» What to do
Please copy out every line, from the one containing "Can you see the man's dark" through the one containing "column 450, row 113", both included, without changing anything.

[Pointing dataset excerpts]

= = = = = = =

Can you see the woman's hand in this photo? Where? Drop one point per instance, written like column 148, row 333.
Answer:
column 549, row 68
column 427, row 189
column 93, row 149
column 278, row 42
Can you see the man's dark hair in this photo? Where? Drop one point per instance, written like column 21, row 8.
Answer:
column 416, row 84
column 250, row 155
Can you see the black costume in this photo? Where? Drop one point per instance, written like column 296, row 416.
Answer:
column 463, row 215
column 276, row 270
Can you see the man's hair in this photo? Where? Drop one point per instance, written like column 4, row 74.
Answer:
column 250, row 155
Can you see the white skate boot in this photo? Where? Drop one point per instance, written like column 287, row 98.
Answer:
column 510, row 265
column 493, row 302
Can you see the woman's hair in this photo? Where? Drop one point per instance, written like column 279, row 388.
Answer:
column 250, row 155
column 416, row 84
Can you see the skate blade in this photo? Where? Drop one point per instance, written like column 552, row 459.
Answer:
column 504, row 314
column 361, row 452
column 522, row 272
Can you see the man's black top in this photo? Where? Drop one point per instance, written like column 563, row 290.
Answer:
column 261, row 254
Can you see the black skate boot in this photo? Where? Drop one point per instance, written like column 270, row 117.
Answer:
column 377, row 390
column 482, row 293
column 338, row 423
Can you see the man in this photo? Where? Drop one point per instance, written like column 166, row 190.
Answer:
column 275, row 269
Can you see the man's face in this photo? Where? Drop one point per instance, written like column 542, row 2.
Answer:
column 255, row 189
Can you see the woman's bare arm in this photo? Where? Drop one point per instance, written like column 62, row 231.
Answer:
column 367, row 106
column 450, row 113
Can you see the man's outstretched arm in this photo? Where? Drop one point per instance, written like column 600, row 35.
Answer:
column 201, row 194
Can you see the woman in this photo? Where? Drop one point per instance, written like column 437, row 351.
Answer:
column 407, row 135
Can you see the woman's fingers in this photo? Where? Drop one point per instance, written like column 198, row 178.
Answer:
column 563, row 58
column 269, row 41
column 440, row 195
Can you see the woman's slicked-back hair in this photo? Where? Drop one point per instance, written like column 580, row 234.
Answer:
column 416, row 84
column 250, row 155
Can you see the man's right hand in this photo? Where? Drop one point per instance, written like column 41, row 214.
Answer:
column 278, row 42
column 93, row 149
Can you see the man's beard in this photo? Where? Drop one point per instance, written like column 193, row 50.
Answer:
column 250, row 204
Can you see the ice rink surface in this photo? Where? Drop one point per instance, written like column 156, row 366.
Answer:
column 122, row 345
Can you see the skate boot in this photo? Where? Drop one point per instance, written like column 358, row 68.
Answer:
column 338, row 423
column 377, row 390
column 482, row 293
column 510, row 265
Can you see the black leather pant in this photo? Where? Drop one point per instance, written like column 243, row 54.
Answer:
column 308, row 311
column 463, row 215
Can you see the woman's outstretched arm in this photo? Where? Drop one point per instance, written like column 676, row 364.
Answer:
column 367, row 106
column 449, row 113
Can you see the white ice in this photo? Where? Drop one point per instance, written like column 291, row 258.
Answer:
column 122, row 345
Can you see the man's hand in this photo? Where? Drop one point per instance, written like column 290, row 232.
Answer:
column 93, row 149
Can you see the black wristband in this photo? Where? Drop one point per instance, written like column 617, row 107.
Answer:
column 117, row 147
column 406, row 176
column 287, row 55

= = = = = = =

» Solved problem
Can you see the man's dark hair in this photo? Where? Drop one point per instance, written like column 21, row 8.
Answer:
column 416, row 84
column 250, row 155
Can you see the black costume in this photo? Where? Drop one point per instance, written like column 296, row 416.
Answer:
column 463, row 215
column 276, row 270
Can you see the man's hair in this photo? Where? Drop one point per instance, written like column 4, row 74.
Answer:
column 250, row 155
Can you see the white skate boot in this photo? Where? Drop one point per instance, written like column 287, row 98.
Answer:
column 510, row 265
column 493, row 302
Can you see the woman's hair in this photo? Where? Drop one point per instance, written like column 279, row 388.
Answer:
column 250, row 155
column 416, row 84
Can you see the skate blade in this photo? Where? Drop one point per instance, written like column 552, row 459.
Answer:
column 504, row 314
column 361, row 452
column 522, row 272
Can you see the man's black top in this photo? Where? Drop one point per instance, written like column 563, row 290.
Answer:
column 261, row 254
Can you see the black skate boot in this photo? Where? Drop one point per instance, written like column 270, row 117.
Answer:
column 377, row 390
column 482, row 293
column 338, row 423
Can you see the man in this photo? Where? Drop one point per instance, written like column 166, row 190.
Answer:
column 275, row 269
Can you see the man's face in this photo? Where? Drop one point per instance, written like column 542, row 2.
Answer:
column 255, row 189
Can you see the woman's bare arm in this photo? Where? Drop one point per instance, written like column 62, row 231.
Answer:
column 367, row 106
column 450, row 113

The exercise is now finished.